**WRITTEN PROBLEM**
Reproduce the records below exactly as they appear, omitting any pictures they contain.

**LISTING**
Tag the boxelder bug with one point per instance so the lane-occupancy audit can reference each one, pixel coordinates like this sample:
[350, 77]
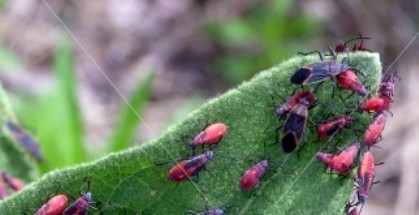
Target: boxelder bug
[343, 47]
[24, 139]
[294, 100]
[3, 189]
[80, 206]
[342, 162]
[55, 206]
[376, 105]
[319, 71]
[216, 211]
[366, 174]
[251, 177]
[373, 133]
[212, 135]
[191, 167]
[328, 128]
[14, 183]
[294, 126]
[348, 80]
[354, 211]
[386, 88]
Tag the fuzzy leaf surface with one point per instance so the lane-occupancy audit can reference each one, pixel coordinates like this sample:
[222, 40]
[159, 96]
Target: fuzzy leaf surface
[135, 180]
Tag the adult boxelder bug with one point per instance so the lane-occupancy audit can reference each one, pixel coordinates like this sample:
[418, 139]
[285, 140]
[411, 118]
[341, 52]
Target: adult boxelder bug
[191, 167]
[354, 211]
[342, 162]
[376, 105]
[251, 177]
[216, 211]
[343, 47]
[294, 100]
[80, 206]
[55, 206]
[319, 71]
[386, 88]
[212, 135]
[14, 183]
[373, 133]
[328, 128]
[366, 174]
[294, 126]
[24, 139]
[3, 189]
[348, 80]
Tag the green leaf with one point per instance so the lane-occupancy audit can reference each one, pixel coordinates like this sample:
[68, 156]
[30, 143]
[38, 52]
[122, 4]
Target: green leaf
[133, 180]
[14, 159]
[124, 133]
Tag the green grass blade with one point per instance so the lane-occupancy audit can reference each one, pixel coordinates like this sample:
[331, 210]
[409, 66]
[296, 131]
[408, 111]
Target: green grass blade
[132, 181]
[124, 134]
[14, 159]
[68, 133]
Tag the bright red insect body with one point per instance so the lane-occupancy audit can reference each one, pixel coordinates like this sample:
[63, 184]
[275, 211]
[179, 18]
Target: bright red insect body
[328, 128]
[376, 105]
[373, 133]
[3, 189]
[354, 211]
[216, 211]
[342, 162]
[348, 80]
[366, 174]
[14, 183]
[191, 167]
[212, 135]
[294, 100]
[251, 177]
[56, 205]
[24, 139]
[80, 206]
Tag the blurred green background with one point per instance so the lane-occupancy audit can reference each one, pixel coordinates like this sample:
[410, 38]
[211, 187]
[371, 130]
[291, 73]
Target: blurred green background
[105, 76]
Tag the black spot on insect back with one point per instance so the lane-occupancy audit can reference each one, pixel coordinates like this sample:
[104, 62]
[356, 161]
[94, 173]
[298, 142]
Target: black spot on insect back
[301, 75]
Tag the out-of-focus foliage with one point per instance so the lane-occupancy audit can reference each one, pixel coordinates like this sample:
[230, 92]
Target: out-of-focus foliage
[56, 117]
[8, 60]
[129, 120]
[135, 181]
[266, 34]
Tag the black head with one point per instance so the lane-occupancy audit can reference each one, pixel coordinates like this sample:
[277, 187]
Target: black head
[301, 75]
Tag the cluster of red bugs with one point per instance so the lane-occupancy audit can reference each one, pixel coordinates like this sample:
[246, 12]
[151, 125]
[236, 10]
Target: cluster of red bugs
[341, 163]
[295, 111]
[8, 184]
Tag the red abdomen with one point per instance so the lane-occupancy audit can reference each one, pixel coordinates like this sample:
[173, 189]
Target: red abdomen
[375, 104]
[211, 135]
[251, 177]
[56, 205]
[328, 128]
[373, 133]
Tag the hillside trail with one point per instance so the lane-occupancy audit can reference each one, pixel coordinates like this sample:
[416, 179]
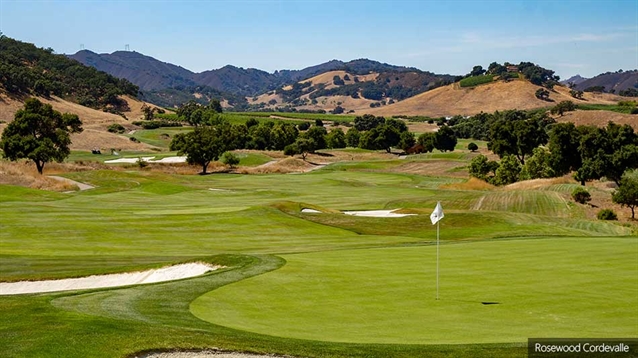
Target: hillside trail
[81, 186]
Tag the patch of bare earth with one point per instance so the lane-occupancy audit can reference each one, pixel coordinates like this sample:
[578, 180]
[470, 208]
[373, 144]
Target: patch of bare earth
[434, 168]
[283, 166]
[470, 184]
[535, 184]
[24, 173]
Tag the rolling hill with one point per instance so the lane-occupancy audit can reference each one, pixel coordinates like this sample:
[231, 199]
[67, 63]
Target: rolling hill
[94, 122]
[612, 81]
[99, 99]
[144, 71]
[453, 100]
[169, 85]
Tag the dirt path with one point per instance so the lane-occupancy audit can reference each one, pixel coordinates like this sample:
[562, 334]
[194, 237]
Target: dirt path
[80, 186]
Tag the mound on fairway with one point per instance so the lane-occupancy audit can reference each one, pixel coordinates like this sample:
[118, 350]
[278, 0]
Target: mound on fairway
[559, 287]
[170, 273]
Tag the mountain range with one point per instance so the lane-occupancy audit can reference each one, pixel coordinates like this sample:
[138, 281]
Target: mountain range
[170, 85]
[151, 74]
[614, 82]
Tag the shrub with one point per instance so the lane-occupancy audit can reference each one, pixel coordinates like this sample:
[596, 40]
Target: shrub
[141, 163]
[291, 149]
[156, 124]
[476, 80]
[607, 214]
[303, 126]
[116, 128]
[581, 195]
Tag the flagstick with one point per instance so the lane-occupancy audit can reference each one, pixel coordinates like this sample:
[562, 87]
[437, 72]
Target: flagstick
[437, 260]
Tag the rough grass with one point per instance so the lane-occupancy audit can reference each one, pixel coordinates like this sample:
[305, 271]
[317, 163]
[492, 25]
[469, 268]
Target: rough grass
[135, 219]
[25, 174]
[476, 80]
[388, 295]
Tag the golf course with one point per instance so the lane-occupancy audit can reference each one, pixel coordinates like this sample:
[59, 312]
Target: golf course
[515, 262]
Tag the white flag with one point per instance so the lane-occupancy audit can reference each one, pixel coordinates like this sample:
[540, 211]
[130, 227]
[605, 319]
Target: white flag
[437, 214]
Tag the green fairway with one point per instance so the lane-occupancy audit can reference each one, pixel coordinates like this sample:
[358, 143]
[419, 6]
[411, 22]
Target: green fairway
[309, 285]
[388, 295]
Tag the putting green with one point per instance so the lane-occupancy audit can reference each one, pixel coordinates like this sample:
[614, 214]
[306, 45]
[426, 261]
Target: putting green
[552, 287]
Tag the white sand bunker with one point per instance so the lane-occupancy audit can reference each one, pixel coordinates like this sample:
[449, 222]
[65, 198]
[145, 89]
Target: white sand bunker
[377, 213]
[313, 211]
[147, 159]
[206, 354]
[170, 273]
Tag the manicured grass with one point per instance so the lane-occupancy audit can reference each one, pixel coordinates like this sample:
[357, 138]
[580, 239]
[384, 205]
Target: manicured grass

**WRITTEN SOLUTION**
Tag the boxelder bug with one point per instance so the lane-occupancy audit can reference each one, pixel coordinates like this sample:
[350, 77]
Target: boxelder bug
[343, 47]
[24, 139]
[294, 100]
[3, 189]
[80, 206]
[342, 162]
[55, 206]
[376, 105]
[319, 71]
[216, 211]
[366, 174]
[251, 177]
[373, 133]
[212, 135]
[191, 167]
[328, 128]
[14, 183]
[294, 126]
[348, 80]
[354, 211]
[386, 88]
Tag the fuzzy leaf surface with one point per instance so the lane-occupancy audit can reference each one, pixel coordinates like this sample:
[222, 40]
[159, 96]
Target: fuzzy leaf surface
[135, 180]
Tag the adult boxelder bug with one point per instance so the lane-occupancy audit can reference each one, pixel coordinates like this sample:
[418, 139]
[285, 140]
[411, 118]
[341, 52]
Target: adult boxelder bug
[191, 167]
[354, 211]
[342, 162]
[376, 105]
[251, 177]
[216, 211]
[343, 47]
[294, 100]
[80, 206]
[55, 206]
[319, 71]
[386, 88]
[212, 135]
[14, 183]
[373, 133]
[328, 128]
[366, 174]
[294, 126]
[24, 139]
[3, 189]
[348, 80]
Tag the green leaf with one point per instance so the lane-occupancy audit can reference each one, pixel coordinates like this sample:
[68, 156]
[30, 143]
[38, 52]
[122, 4]
Target: green leaf
[133, 180]
[14, 159]
[124, 133]
Tag the green grass blade with one point per instance so the lane-occupancy audit can reference each one, pixel coordinates like this sample:
[331, 210]
[409, 66]
[296, 131]
[408, 111]
Target: green grass blade
[132, 181]
[124, 134]
[14, 159]
[68, 133]
Tag the bright red insect body with one point per instance so the lane-occupancy audit can reference each one, pixel coordinates like this sample:
[63, 184]
[275, 211]
[179, 18]
Target: bright red insect body
[328, 128]
[376, 105]
[373, 133]
[3, 189]
[354, 211]
[216, 211]
[342, 162]
[348, 80]
[366, 174]
[14, 183]
[191, 167]
[212, 135]
[294, 100]
[251, 177]
[56, 205]
[24, 139]
[80, 206]
Tag the blurred green background with one point per instance so the lane-occupancy audit can reference each one, pixel coordinates like this sample:
[410, 38]
[211, 187]
[371, 130]
[291, 73]
Target: blurred green background
[105, 76]
Tag the black spot on insect back with one point per instance so the lane-occupancy audit can reference each one, pixel coordinates like this sample:
[104, 62]
[356, 161]
[94, 173]
[298, 142]
Target: black spot on insect back
[301, 75]
Tag the out-of-focus foliage with one point per instance so the lane-occupancy audit can reference each one, pixel coordinates like this sample:
[230, 92]
Target: out-of-focus foliage
[56, 117]
[8, 60]
[129, 120]
[135, 181]
[266, 34]
Tag the black head with one point per instance so the lane-occupancy audit can reference each one, pixel coordinates like this sample:
[277, 187]
Target: black head
[301, 75]
Tag the cluster of red bugs with one point per instance so the lane-occupancy audit can reference each one, pixel coordinates like this sample:
[246, 12]
[151, 125]
[236, 10]
Target: cluster of red bugs
[341, 163]
[295, 111]
[8, 184]
Tag the red abdomen with one point per instance so the lane-occupancy audit can reference each one, pixel coordinates like this sample:
[173, 189]
Target: red abdomen
[375, 104]
[211, 135]
[251, 177]
[56, 205]
[328, 128]
[373, 133]
Tag the hillside trail with one point per instance so the lane-occupancy audit can reference each one, pixel coordinates like this sample:
[416, 179]
Target: hillside trail
[81, 186]
Tag the patch of bare earth with one point per instance so the lane-occupancy audit can reference each one, pixel coordinates like this sample:
[578, 180]
[470, 208]
[373, 144]
Target: patch of bare earth
[434, 168]
[283, 166]
[470, 184]
[535, 184]
[24, 173]
Tag the rolling hill with one point per instance so the lane-occupancy audit can reference each one, pixel coordinates like this sample:
[231, 199]
[67, 63]
Target: rolling hill
[94, 122]
[612, 81]
[99, 99]
[144, 71]
[453, 100]
[169, 85]
Tag the dirt path with one point per instance so the lane-occupancy audit can reference each one, pixel coordinates like this sample:
[562, 334]
[194, 237]
Target: dirt path
[80, 186]
Tag the mound on fairway with one point per instance so the lane-occupancy audit can reference each one, pixel coordinates like this sample:
[118, 350]
[278, 0]
Target: mound on fairway
[559, 287]
[170, 273]
Tag the mountain range with one point per instance so the lane-occupancy audit can reference each one, pixel coordinates like this sample:
[138, 281]
Target: mountain range
[170, 85]
[151, 74]
[614, 82]
Tag the shrub with one point per instance so the lane-occupancy audit can reference each one, pixel coordinates like this sample:
[596, 40]
Target: shrub
[141, 163]
[291, 149]
[156, 124]
[476, 80]
[607, 214]
[303, 126]
[116, 128]
[581, 195]
Tag the flagstick with one point per instance so the lane-occupancy audit can reference each one, pixel coordinates like this sample:
[562, 87]
[437, 72]
Target: flagstick
[437, 260]
Tag the rough grass with one point per instance so the lane-occupancy audit can reference each one, pixel coordinates like this sample:
[305, 271]
[317, 163]
[492, 25]
[469, 268]
Target: rough grass
[135, 219]
[25, 174]
[476, 80]
[388, 295]
Tag the golf course with one point per instance so the lane-occupancy audit can reference each one, pixel coordinates like this sample:
[59, 312]
Target: golf course
[515, 262]
Tag the white flag with one point per instance so the lane-occupancy audit can reference each one, pixel coordinates like this sample:
[540, 211]
[130, 227]
[605, 319]
Target: white flag
[437, 214]
Tag the green fairway with one point per instance so the lane-occupancy audit can reference each one, pixel coordinates like this sample:
[358, 143]
[419, 6]
[411, 22]
Target: green fairway
[309, 285]
[388, 295]
Tag the putting green with one point per instance so the lane-occupancy audit can reference each one, pixel coordinates like this sample:
[614, 214]
[306, 45]
[426, 261]
Target: putting green
[552, 287]
Tag the white sand bunker with one point per instance so the lane-occupancy audit can reference each one, pixel coordinates like this sample:
[449, 222]
[65, 198]
[145, 89]
Target: white sand bunker
[377, 213]
[313, 211]
[147, 159]
[206, 354]
[170, 273]
Tag the manicured grass with one point per instance so the lane-occupancy audit can reference each one, pixel coordinates like this sample:
[357, 138]
[580, 239]
[384, 205]
Target: manicured grass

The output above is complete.